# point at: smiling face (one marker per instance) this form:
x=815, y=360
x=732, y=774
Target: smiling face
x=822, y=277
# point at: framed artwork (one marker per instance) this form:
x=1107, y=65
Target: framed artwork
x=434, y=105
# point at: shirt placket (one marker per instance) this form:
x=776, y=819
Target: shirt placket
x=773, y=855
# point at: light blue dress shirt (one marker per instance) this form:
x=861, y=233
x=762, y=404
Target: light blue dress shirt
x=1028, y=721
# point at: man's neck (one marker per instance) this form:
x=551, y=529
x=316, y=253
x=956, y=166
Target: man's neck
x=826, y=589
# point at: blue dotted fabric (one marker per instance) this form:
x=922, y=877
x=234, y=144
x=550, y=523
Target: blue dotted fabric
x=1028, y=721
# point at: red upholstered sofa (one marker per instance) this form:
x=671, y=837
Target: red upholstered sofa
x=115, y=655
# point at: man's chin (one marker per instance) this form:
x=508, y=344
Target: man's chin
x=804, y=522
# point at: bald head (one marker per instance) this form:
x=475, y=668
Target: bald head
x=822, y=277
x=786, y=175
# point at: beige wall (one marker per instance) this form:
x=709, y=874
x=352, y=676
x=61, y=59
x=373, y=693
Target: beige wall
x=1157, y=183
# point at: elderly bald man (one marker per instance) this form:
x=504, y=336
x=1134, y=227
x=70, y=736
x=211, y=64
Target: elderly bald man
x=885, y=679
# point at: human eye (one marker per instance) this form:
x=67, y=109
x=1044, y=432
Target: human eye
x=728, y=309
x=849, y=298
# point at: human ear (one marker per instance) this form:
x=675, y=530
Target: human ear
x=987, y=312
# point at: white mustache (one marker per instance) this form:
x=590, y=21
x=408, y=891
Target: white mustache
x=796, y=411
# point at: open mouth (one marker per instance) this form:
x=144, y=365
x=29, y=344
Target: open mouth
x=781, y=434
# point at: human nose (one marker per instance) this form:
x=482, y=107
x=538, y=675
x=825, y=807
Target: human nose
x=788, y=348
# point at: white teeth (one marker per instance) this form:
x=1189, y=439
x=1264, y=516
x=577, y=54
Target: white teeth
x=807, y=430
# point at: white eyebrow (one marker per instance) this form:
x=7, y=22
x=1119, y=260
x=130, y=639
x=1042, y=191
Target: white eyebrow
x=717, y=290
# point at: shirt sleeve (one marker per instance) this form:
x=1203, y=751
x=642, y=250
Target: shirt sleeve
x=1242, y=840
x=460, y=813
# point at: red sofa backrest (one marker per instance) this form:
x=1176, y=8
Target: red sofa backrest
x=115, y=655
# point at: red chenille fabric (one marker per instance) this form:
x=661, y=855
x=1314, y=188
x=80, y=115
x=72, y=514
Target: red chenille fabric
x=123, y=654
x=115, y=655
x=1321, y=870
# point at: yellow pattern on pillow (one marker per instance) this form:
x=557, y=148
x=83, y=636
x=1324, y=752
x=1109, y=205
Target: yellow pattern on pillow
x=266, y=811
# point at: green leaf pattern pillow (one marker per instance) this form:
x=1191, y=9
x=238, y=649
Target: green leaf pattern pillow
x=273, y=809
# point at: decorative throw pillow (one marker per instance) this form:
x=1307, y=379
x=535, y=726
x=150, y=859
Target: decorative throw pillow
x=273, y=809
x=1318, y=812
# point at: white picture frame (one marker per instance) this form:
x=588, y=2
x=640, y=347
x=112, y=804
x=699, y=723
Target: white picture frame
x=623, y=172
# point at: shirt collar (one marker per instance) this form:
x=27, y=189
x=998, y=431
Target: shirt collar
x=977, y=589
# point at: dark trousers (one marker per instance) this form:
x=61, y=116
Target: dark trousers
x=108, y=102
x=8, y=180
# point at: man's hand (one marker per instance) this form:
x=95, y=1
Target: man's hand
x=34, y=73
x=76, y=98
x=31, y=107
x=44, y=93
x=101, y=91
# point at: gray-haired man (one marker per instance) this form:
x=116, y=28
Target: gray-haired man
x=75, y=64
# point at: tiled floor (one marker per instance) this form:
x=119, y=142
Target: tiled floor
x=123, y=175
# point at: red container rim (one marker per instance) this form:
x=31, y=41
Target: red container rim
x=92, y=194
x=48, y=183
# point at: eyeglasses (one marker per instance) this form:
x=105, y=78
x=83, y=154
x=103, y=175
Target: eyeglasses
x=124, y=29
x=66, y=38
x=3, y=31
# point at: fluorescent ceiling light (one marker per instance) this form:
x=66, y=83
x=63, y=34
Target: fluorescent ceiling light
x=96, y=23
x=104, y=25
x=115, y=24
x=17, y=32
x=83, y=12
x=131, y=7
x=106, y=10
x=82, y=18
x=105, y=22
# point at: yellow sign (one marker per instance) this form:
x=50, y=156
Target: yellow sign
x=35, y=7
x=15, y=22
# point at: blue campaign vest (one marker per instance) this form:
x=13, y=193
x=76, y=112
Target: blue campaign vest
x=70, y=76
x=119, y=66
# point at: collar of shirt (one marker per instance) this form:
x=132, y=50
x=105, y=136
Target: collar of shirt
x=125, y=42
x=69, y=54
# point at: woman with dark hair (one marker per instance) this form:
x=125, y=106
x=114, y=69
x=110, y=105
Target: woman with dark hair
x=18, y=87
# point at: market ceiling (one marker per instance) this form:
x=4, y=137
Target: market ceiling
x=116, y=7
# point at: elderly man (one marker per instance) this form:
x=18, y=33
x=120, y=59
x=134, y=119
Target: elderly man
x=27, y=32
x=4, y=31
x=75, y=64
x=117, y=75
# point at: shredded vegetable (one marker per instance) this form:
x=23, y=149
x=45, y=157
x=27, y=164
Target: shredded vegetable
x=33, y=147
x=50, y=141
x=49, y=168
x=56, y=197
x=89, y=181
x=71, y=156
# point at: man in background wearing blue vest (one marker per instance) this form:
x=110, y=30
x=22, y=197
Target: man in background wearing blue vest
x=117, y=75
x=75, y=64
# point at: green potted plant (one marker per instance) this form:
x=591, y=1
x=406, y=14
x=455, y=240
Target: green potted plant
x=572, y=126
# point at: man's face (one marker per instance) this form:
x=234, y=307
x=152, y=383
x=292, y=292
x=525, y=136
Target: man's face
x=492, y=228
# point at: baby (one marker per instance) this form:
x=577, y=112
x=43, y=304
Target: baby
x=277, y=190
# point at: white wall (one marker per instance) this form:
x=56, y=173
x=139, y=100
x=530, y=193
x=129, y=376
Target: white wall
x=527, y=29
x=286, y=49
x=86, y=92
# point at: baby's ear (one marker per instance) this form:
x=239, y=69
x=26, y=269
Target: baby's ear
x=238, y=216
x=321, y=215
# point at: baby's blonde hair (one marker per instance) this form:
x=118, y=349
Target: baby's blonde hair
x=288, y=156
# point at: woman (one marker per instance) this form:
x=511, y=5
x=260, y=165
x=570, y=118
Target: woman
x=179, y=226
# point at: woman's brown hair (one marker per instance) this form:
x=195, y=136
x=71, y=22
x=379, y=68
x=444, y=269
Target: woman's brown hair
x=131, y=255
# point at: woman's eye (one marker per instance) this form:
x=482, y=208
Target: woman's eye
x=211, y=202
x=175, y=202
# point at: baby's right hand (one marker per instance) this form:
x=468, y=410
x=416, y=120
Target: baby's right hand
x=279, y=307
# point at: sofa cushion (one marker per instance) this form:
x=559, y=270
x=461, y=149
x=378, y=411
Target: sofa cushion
#####
Return every line exactly.

# point at: smiling face (one marker per instance) this form:
x=815, y=360
x=732, y=774
Target: smiling face
x=822, y=277
# point at: framed artwork (one marker per instance) this form:
x=1107, y=65
Target: framed artwork
x=434, y=105
# point at: shirt placket (one marker per instance) this form:
x=776, y=819
Target: shirt placket
x=773, y=855
# point at: light blue dress shirt (one marker per instance) this form:
x=861, y=233
x=762, y=404
Target: light blue dress shirt
x=1028, y=721
# point at: man's neck (one marker per instance) this form:
x=551, y=529
x=316, y=253
x=956, y=166
Target: man's neck
x=826, y=589
# point at: blue dotted fabric (one marker per instance) this form:
x=922, y=877
x=234, y=144
x=550, y=523
Target: blue dotted fabric
x=1028, y=721
# point at: red upholstered sofa (one marker per instance) this form:
x=671, y=837
Target: red upholstered sofa
x=115, y=655
# point at: man's chin (one marker per instance) this form:
x=508, y=344
Target: man's chin
x=804, y=522
# point at: bald head (one marker per instance) this form:
x=475, y=668
Target: bald head
x=822, y=277
x=786, y=175
# point at: beige wall (one marker per instance) this form:
x=709, y=874
x=352, y=676
x=61, y=59
x=373, y=693
Target: beige wall
x=1157, y=183
# point at: elderly bald man (one marker per instance) this form:
x=504, y=336
x=1134, y=227
x=70, y=736
x=211, y=64
Target: elderly bald man
x=885, y=679
# point at: human eye (one marker per instance) this form:
x=67, y=109
x=1044, y=432
Target: human eye
x=728, y=309
x=849, y=298
# point at: human ear (one marker per instance) this form:
x=675, y=530
Target: human ear
x=987, y=312
# point at: white mustache (one marker per instance) this form:
x=590, y=21
x=408, y=891
Target: white mustache
x=796, y=411
# point at: open mouth (one marker per instance) this form:
x=144, y=365
x=29, y=344
Target: open mouth
x=781, y=434
# point at: human nose (one marker per instance) this form:
x=482, y=107
x=538, y=675
x=825, y=807
Target: human nose
x=788, y=348
# point at: white teeth (one marker per instance) this form:
x=1189, y=439
x=1264, y=516
x=577, y=54
Target: white teeth
x=807, y=430
# point at: white eyebrow (one marker per instance) this form:
x=7, y=22
x=1119, y=260
x=130, y=639
x=1042, y=191
Target: white eyebrow
x=717, y=290
# point at: shirt sleeve (one marker per instance) this form:
x=1203, y=751
x=642, y=250
Target: shirt sleeve
x=1242, y=840
x=460, y=813
# point at: red sofa backrest (one marker per instance) this form:
x=1176, y=8
Target: red sofa backrest
x=115, y=655
# point at: red chenille fabric (one marker per instance) this form:
x=661, y=855
x=1314, y=188
x=80, y=115
x=72, y=514
Target: red chenille fabric
x=123, y=654
x=115, y=655
x=1321, y=870
# point at: yellow pattern on pillow (one marker per instance) this form:
x=557, y=148
x=83, y=636
x=1324, y=752
x=1109, y=205
Target: yellow pattern on pillow
x=266, y=811
# point at: green leaf pattern pillow (one marker per instance) this form:
x=1191, y=9
x=238, y=649
Target: green leaf pattern pillow
x=273, y=809
# point at: decorative throw pillow (one marker per instance) this form:
x=1307, y=379
x=535, y=726
x=150, y=859
Target: decorative throw pillow
x=273, y=809
x=1318, y=812
# point at: white picture frame (one marker per instance) this form:
x=588, y=2
x=640, y=347
x=112, y=804
x=699, y=723
Target: white picture frame
x=623, y=172
# point at: shirt collar (one marker per instance) this form:
x=27, y=189
x=998, y=431
Target: shirt collar
x=977, y=589
# point at: dark trousers (one marker per instance) this form:
x=61, y=116
Target: dark trousers
x=108, y=102
x=8, y=180
# point at: man's hand (one marker per instance) this form:
x=95, y=1
Target: man's hand
x=34, y=73
x=76, y=98
x=31, y=107
x=44, y=93
x=101, y=91
# point at: gray-haired man (one marker per instance) this form:
x=116, y=28
Target: gray-haired man
x=75, y=64
# point at: tiled floor (one marker per instance) this form:
x=119, y=142
Target: tiled floor
x=123, y=175
# point at: red container rim (one marker per instance) this form:
x=31, y=41
Target: red container rim
x=92, y=194
x=48, y=183
# point at: eyeglasses (one marker per instance) this form:
x=105, y=78
x=83, y=154
x=103, y=175
Target: eyeglasses
x=124, y=29
x=66, y=38
x=3, y=31
# point at: fluorescent ceiling light (one marker per instance) this form:
x=66, y=83
x=63, y=34
Target: fluorescent ceiling light
x=96, y=23
x=104, y=25
x=115, y=24
x=17, y=32
x=83, y=12
x=131, y=7
x=106, y=10
x=82, y=18
x=105, y=22
# point at: yellow sign (one marker per instance) this form:
x=50, y=156
Target: yellow sign
x=35, y=7
x=15, y=22
# point at: blue campaign vest (one marker per instance) this form:
x=13, y=193
x=76, y=112
Target: blue campaign vest
x=70, y=76
x=119, y=66
# point at: collar of shirt (one marker per instance) this form:
x=132, y=50
x=105, y=136
Target: collar of shirt
x=125, y=42
x=69, y=54
# point at: woman with dark hair (one marker per instance) this form:
x=125, y=106
x=114, y=69
x=110, y=105
Target: woman with dark hair
x=18, y=87
# point at: market ceiling (one marker per instance) this form:
x=4, y=137
Target: market ceiling
x=116, y=7
# point at: elderly man (one marker per instance) this form:
x=18, y=33
x=120, y=59
x=134, y=119
Target: elderly man
x=27, y=32
x=4, y=31
x=75, y=64
x=117, y=75
# point at: shredded vegetable (one marker per instance) this form:
x=23, y=149
x=45, y=157
x=27, y=164
Target: shredded vegetable
x=33, y=147
x=50, y=141
x=49, y=168
x=56, y=197
x=89, y=181
x=71, y=156
# point at: man in background wearing blue vest (one marker per instance) this form:
x=110, y=30
x=22, y=197
Target: man in background wearing blue vest
x=117, y=75
x=75, y=64
# point at: green potted plant (one marker per instance) this form:
x=591, y=1
x=406, y=14
x=455, y=240
Target: green potted plant
x=572, y=126
# point at: man's face (one marker per instance) this form:
x=234, y=307
x=152, y=383
x=292, y=292
x=525, y=136
Target: man's face
x=492, y=228
# point at: baby (one marker per instance) this form:
x=577, y=112
x=43, y=304
Target: baby
x=277, y=190
# point at: white wall (one marker per instance) this form:
x=56, y=173
x=139, y=100
x=530, y=193
x=129, y=376
Target: white wall
x=527, y=29
x=286, y=49
x=86, y=92
# point at: baby's ear (one marker per instance) this form:
x=239, y=69
x=26, y=269
Target: baby's ear
x=238, y=216
x=321, y=215
# point at: baby's blonde hair (one marker per instance) this form:
x=118, y=349
Target: baby's blonde hair
x=288, y=156
# point at: woman (one marker per instance) this form:
x=511, y=5
x=260, y=165
x=570, y=118
Target: woman
x=179, y=226
# point at: woman's brown hair (one marker per instance) this form:
x=195, y=136
x=71, y=22
x=379, y=68
x=444, y=269
Target: woman's brown hair
x=131, y=255
# point at: woman's eye (one marker per instance) this form:
x=482, y=208
Target: woman's eye
x=211, y=202
x=175, y=202
# point at: baby's right hand (one marker per instance) this form:
x=468, y=410
x=416, y=120
Target: baby's right hand
x=279, y=307
# point at: sofa cushion (one marker per instance) this form:
x=559, y=270
x=461, y=149
x=378, y=411
Target: sofa cushion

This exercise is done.